## BEGIN Document text
Modeling

In Omega a probabilistic model is a collection of random variables. Random Variables are of type RandVar. There are two ways to construct random variables: the statistical style, which can be less verbose, and more intuitive, but has some limitations, and the explicit style, which is more general.

Statistical Style

In the statistical style we create random variables by combining a number of primitives. Omega comes with a number of built-in primitive distributions. One example is the standard uniform:

x1 = uniform(0.0, 1.0)

x1 is a random variable not a sample. To construct another random variable x2, we do the same.

x2 = uniform(0.0, 1.0)

x1 and x2 are identically distributed and independent (i.i.d.).

julia> rand((x1, x2))
(0.5602978842341093, 0.9274576159629635)

Contrast this with:

julia> rand((x1, x1))
(0.057271529749001626, 0.057271529749001626)

Composition

Statistical style is convenient because it allows us to treat a RandVar which returns values of type T (its elemtype) as if it is a value of type T. For instance the elemtype(uniform(0.0, 1.0)) is Float64. Using the statistical style, we can add, multiply, divide them as if they were values of type Float64.

x3 = x1 + x2

Note x3 is a RandVar like x1 and x2

This includes inequalities:

p = x3 > 1.0

elemtype(p) is Bool

julia> rand(p)
false

A particularly useful case is that primitive distributions which take parameters of type T, also accept RandVar with elemtype T

n = normal(x3, 1.0)

Suppose you write your own function which take Float64s as input:

myfunc(x::Float64, y::Float64) = (x * y)^2

We can't automatically apply myfunc to RandVars; it will cause a method error

julia> myfunc(x1, x2)
ERROR: MethodError: no method matching myfunc(::RandVar..., ::RandVar...)

However this is easily remedied with the function lift:

lift(myfunc)(x1, x2)

Explicit Style

The above style is convenient but has a few limitations and it hides a lot of the machinery. To create random variables in the explicit style, create a normal julia sampler, but it is essential to pass through the rng object.

For instance, to define a bernoulli distribution in explicit style:

x_(rng) = rand(rng) > 0.5

x_ is just a normal julia function. We could sample from it by passing in the GLOBAL_RNG

julia> x_(Base.Random.GLOBAL_RNG)
## END Document text
**Short exercise 1**
On the Omega modeling page, which function makes myfunc usable with RandVars?
The Omega modeling page and the rows have no connection to each other.
## BEGIN Record set
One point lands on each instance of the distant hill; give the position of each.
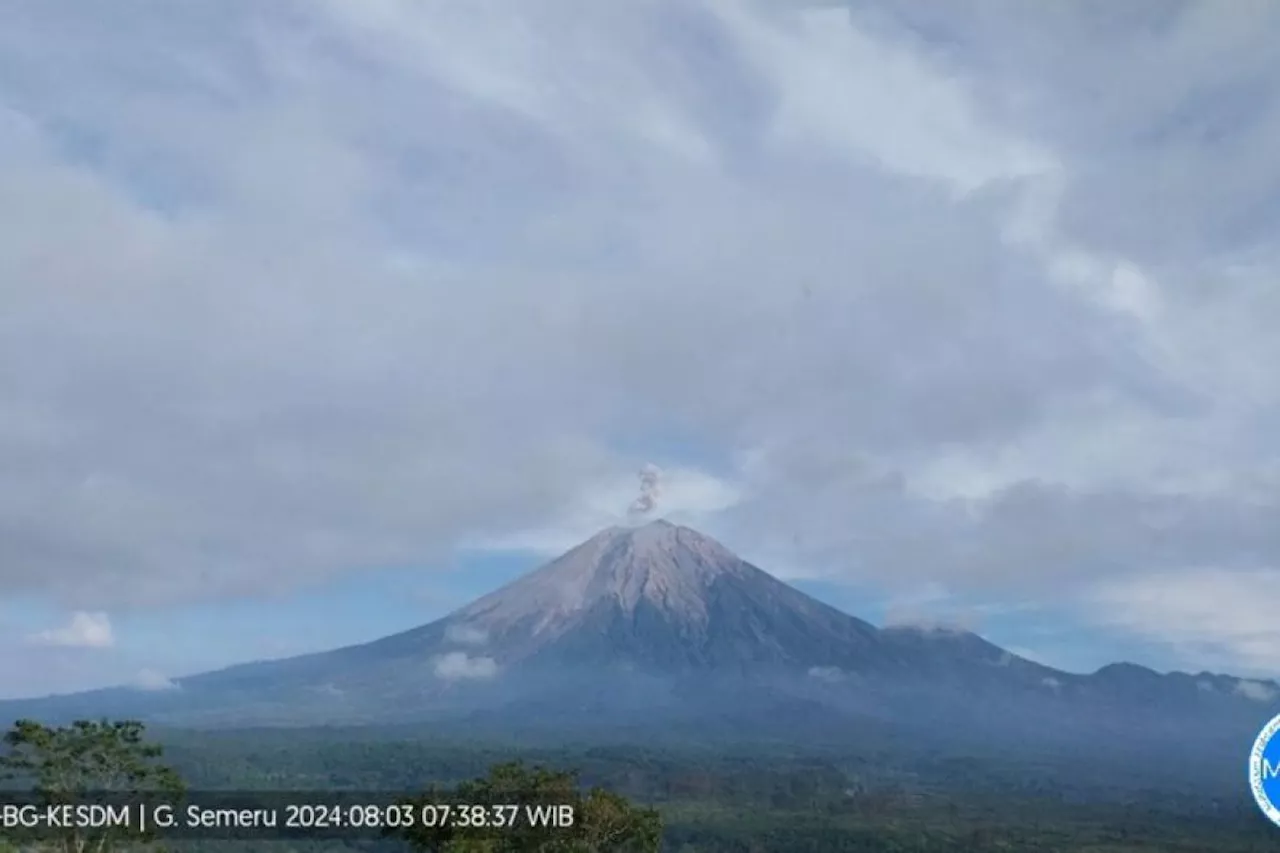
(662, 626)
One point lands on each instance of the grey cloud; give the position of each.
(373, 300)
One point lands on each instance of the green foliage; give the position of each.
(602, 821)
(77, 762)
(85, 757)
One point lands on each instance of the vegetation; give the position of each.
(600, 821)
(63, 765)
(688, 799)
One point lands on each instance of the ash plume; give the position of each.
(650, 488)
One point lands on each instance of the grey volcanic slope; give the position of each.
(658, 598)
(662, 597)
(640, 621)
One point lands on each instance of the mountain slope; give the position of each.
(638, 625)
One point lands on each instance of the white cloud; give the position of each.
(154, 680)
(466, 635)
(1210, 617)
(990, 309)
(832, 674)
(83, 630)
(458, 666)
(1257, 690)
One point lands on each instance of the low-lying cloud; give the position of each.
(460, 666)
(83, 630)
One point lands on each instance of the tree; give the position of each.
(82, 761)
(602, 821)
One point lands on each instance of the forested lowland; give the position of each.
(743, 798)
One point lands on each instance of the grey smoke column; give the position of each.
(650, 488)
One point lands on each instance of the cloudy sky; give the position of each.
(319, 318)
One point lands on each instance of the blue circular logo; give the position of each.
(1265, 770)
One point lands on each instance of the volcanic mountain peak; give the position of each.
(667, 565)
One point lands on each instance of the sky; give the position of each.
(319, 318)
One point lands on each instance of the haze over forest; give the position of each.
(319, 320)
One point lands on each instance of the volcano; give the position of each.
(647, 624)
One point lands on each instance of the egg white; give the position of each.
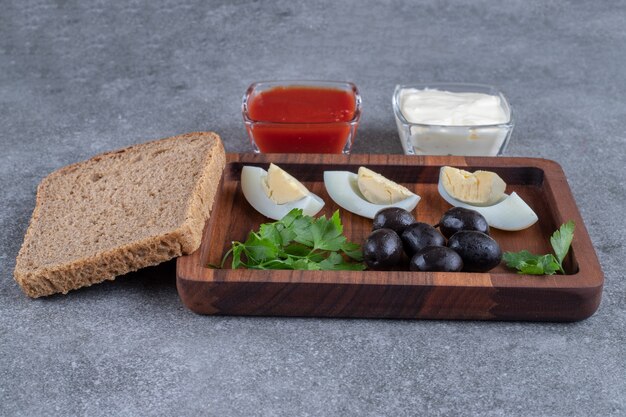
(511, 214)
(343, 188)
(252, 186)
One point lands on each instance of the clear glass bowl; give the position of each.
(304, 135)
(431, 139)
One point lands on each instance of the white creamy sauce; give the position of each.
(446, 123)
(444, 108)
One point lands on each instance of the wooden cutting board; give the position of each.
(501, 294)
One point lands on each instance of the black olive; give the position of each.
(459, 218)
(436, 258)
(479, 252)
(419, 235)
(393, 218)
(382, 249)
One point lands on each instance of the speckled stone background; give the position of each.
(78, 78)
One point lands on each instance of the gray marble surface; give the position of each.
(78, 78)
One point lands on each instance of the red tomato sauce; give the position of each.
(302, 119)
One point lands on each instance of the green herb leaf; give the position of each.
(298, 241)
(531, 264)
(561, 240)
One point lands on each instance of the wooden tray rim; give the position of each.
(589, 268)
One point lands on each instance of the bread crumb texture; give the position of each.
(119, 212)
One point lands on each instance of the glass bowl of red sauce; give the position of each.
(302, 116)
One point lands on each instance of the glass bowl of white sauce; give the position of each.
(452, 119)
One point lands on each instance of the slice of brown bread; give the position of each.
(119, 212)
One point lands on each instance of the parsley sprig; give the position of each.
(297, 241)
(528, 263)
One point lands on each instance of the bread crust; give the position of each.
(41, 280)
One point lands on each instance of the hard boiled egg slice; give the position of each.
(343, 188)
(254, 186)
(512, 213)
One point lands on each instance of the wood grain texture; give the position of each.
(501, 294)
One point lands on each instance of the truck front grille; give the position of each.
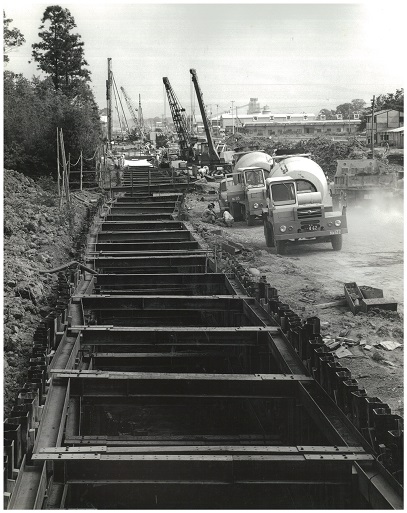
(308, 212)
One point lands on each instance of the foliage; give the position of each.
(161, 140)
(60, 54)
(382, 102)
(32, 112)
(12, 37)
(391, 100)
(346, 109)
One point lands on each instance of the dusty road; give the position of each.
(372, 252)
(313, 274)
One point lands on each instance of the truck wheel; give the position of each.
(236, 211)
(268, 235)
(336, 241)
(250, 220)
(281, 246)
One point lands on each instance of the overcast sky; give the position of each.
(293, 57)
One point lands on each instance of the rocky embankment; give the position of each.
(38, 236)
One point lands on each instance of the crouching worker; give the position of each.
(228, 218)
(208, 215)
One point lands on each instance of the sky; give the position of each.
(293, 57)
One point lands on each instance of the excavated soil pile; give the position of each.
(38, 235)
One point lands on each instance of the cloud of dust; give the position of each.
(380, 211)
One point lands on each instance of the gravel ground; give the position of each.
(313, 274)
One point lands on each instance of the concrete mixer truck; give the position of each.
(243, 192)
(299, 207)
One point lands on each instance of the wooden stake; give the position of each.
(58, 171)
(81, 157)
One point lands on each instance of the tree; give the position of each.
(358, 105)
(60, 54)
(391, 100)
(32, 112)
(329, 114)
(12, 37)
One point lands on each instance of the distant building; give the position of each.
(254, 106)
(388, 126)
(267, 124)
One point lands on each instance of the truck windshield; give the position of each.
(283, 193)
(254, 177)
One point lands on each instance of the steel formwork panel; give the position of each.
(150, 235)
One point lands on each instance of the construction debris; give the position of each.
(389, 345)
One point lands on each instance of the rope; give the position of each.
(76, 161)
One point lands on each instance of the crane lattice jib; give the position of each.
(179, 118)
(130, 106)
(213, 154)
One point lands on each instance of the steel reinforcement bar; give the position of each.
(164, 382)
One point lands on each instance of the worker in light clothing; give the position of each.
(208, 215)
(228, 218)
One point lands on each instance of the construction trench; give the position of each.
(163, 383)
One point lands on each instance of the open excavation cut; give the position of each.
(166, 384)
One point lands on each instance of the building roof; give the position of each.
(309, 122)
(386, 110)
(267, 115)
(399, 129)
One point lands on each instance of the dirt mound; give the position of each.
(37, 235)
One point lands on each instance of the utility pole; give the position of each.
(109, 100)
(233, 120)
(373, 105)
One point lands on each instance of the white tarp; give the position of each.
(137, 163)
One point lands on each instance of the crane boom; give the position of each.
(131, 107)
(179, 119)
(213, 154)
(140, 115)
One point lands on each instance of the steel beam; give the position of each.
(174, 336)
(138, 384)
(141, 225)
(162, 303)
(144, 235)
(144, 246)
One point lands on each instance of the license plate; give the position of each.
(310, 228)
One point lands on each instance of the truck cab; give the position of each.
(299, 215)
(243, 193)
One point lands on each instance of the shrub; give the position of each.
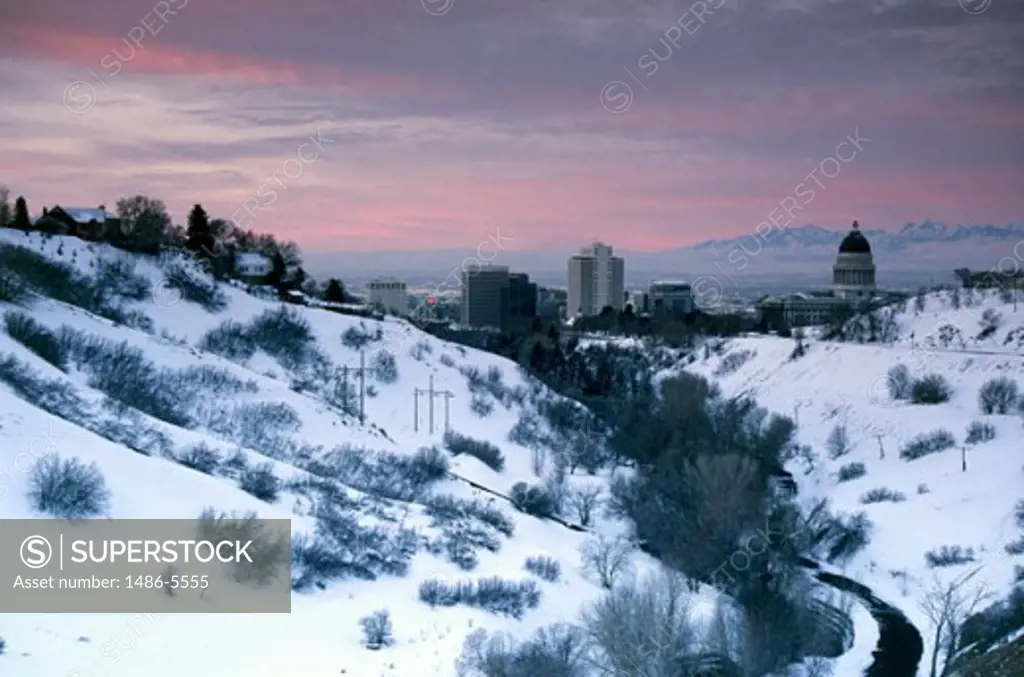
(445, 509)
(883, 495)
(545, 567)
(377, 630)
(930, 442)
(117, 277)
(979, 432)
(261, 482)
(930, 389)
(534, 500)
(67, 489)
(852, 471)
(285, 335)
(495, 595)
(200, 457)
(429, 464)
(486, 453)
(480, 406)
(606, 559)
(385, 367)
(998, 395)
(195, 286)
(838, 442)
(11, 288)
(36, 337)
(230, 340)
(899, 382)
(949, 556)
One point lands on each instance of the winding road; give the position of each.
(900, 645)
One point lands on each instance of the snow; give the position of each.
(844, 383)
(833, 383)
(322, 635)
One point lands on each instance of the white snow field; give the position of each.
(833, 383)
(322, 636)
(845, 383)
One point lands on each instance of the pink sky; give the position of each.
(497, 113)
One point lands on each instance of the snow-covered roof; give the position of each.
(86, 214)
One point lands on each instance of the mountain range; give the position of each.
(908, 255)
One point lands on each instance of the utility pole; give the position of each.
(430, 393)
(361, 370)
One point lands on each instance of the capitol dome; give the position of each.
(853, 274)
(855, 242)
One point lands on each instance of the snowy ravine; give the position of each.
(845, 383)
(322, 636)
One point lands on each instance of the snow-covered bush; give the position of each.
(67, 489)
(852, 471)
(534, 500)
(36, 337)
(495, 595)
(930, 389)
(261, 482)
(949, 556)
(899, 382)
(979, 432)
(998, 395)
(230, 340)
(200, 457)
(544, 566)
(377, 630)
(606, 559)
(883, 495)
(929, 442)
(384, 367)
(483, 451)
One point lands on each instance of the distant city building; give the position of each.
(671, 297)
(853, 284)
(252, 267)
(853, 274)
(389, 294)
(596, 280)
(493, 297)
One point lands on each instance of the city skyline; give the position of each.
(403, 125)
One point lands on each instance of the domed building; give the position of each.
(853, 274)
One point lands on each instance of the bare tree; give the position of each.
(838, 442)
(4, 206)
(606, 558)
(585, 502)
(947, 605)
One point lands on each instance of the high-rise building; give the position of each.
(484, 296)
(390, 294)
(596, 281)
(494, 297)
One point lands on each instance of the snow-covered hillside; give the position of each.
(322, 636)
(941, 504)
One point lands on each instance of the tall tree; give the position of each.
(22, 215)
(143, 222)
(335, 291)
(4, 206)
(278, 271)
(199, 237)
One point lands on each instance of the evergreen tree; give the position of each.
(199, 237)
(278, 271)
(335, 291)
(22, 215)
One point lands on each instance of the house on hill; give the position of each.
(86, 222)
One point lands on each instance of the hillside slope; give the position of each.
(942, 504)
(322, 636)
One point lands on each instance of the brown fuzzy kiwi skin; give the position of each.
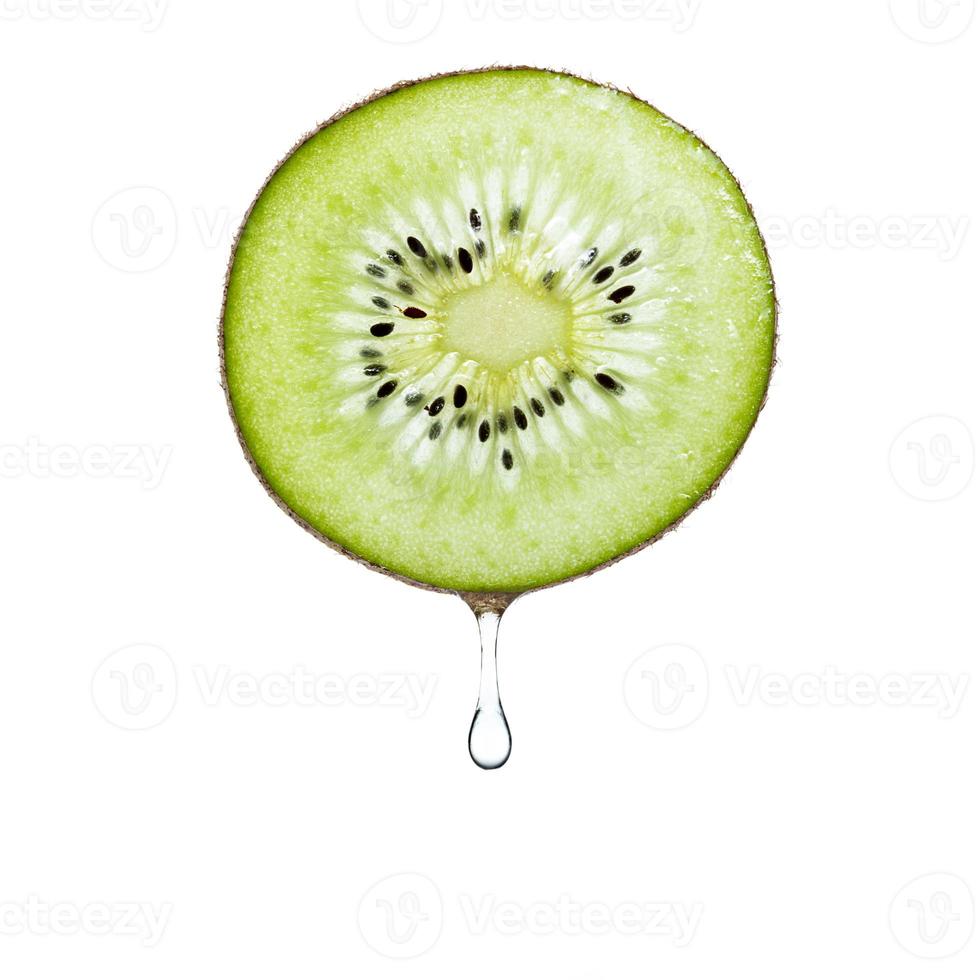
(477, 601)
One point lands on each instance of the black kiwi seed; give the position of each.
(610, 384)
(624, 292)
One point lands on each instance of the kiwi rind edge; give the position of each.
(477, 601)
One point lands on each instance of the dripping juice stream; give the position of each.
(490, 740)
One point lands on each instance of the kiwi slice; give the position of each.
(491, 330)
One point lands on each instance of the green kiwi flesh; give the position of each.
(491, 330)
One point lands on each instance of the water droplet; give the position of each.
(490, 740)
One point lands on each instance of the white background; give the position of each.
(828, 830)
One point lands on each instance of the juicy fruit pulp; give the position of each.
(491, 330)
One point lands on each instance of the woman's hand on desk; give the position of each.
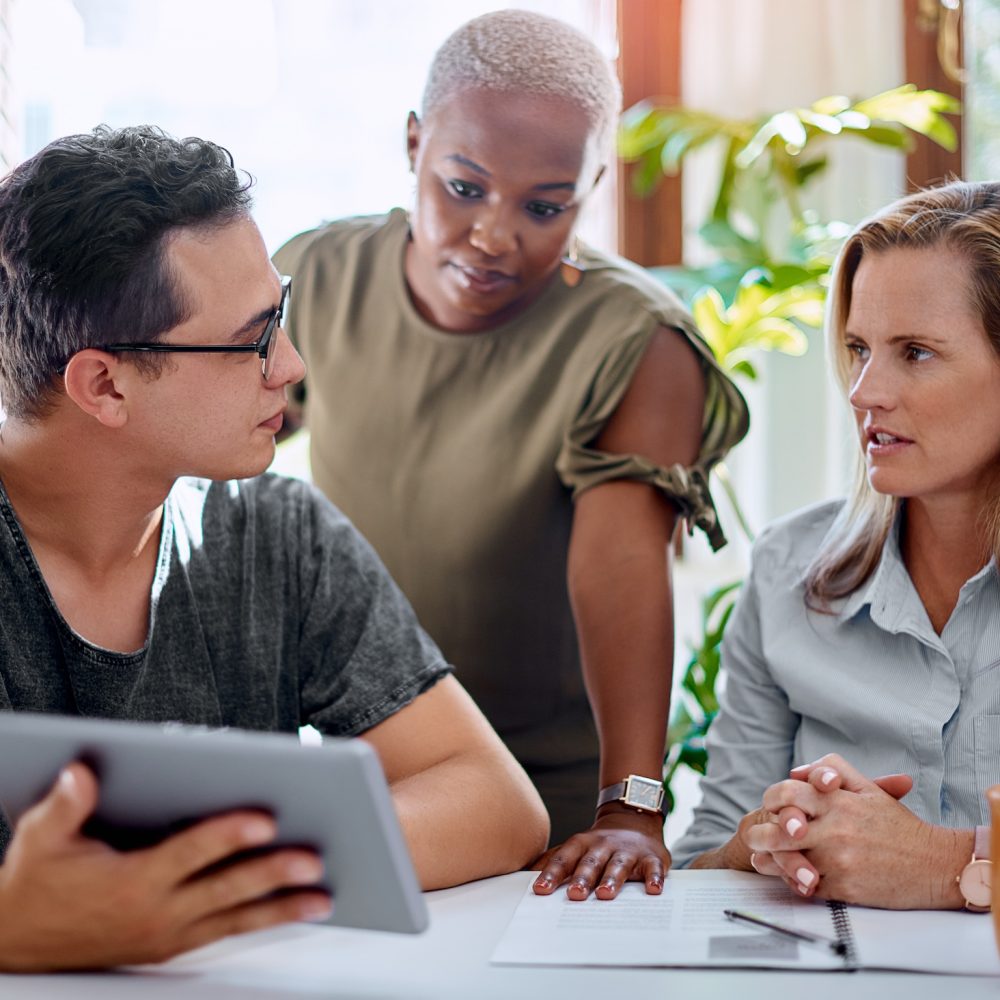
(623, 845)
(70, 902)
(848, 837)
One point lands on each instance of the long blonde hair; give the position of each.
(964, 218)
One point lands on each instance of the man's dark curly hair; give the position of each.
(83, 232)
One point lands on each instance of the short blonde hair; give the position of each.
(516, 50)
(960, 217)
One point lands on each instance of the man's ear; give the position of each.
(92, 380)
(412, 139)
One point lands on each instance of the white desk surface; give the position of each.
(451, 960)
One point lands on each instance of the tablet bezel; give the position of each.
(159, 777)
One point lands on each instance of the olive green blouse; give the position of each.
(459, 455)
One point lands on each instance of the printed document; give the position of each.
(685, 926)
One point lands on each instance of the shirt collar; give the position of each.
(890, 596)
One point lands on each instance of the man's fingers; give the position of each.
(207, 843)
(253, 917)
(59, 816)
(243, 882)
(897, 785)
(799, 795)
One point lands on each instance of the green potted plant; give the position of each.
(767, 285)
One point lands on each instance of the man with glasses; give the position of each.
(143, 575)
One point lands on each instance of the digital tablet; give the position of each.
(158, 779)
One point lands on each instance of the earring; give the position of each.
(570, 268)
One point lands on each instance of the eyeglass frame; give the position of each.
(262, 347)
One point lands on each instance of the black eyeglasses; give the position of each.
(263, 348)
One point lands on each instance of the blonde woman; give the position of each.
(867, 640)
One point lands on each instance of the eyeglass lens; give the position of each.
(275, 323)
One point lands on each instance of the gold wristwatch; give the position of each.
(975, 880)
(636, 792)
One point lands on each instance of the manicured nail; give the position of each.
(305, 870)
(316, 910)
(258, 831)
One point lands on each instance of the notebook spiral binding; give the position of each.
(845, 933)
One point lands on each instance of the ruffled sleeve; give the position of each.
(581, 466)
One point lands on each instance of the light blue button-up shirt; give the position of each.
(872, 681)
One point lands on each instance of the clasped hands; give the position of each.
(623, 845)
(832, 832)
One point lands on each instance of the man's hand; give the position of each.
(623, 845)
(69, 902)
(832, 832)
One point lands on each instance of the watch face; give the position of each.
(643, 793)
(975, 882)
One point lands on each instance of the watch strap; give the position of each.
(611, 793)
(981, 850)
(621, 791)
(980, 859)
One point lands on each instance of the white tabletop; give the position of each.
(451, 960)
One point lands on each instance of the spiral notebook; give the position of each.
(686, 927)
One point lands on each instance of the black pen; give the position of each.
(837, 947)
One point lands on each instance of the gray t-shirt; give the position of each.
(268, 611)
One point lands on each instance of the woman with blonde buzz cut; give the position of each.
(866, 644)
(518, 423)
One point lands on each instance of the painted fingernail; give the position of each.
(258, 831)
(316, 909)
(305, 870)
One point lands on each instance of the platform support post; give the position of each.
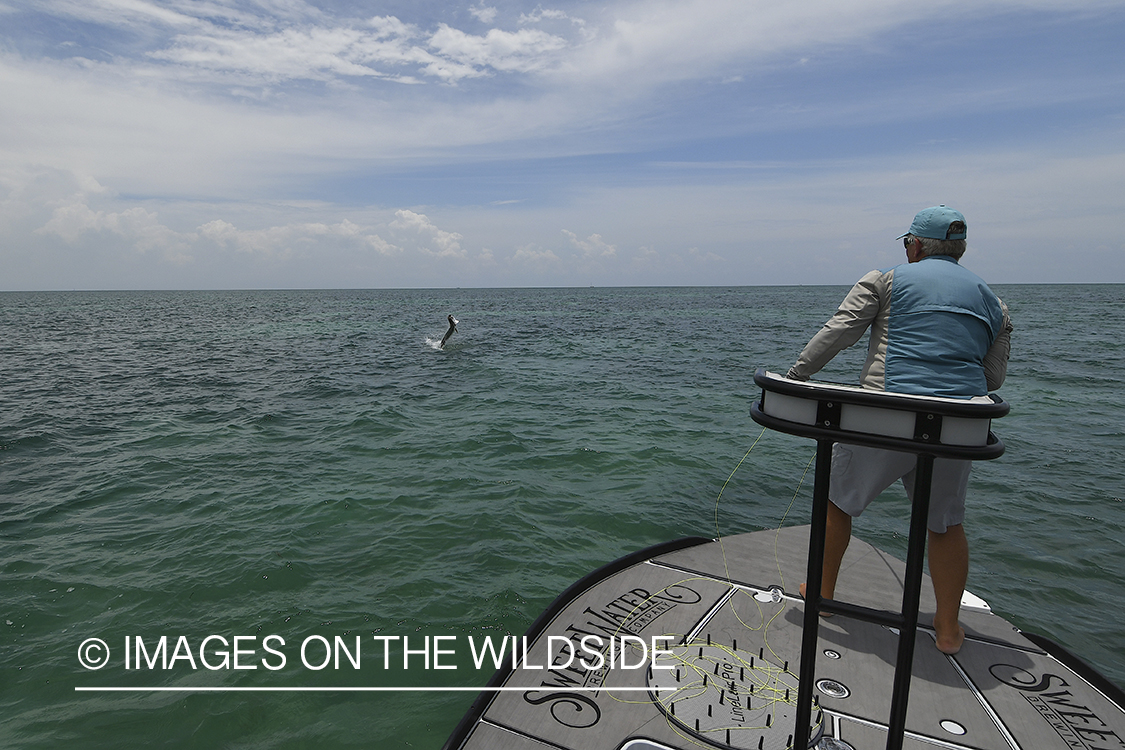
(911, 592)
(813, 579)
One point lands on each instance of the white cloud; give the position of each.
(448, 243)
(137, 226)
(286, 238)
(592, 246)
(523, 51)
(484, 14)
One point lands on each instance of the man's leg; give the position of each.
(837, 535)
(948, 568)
## END Record set
**Short exercise 2**
Please pull out every line of the rows that contains the string "road". Case counts.

**Exercise answer 1**
lift

**Exercise answer 2**
One point lands on each instance of the dusty road; give the position of each.
One point lands on each instance of the winding road; give the position of each.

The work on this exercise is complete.